**Exercise prompt**
Filter the entries beneath this task, copying only the lines that hold the word "overcast".

Source records
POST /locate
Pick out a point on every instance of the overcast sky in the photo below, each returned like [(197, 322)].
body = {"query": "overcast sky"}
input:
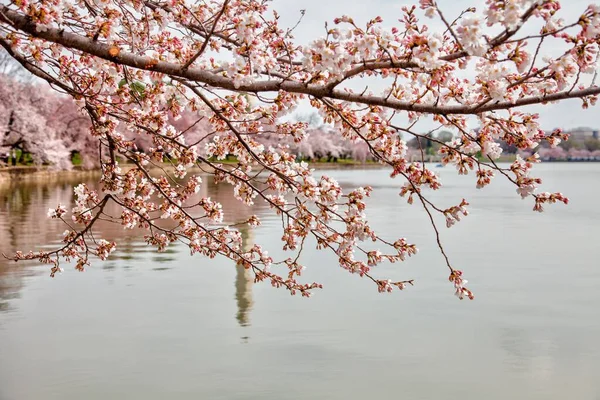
[(567, 114)]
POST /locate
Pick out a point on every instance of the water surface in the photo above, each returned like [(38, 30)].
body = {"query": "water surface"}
[(154, 326)]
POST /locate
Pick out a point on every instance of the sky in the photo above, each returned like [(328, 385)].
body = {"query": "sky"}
[(566, 114)]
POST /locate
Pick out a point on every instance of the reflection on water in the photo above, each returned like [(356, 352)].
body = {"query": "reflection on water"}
[(24, 226), (154, 326), (244, 282)]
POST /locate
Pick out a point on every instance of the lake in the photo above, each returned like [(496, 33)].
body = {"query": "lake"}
[(145, 325)]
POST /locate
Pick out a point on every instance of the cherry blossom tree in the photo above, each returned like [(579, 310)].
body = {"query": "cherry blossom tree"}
[(136, 65), (43, 123), (23, 123)]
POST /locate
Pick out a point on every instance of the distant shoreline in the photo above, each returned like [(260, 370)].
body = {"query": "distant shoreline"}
[(32, 174)]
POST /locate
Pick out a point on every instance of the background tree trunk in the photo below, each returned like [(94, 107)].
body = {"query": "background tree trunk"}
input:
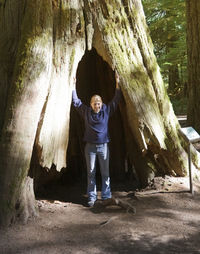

**Exercise answer**
Pick out a point on every instance of the overcast sky in the photo below, each returned like [(197, 322)].
body = {"query": "overcast sky"}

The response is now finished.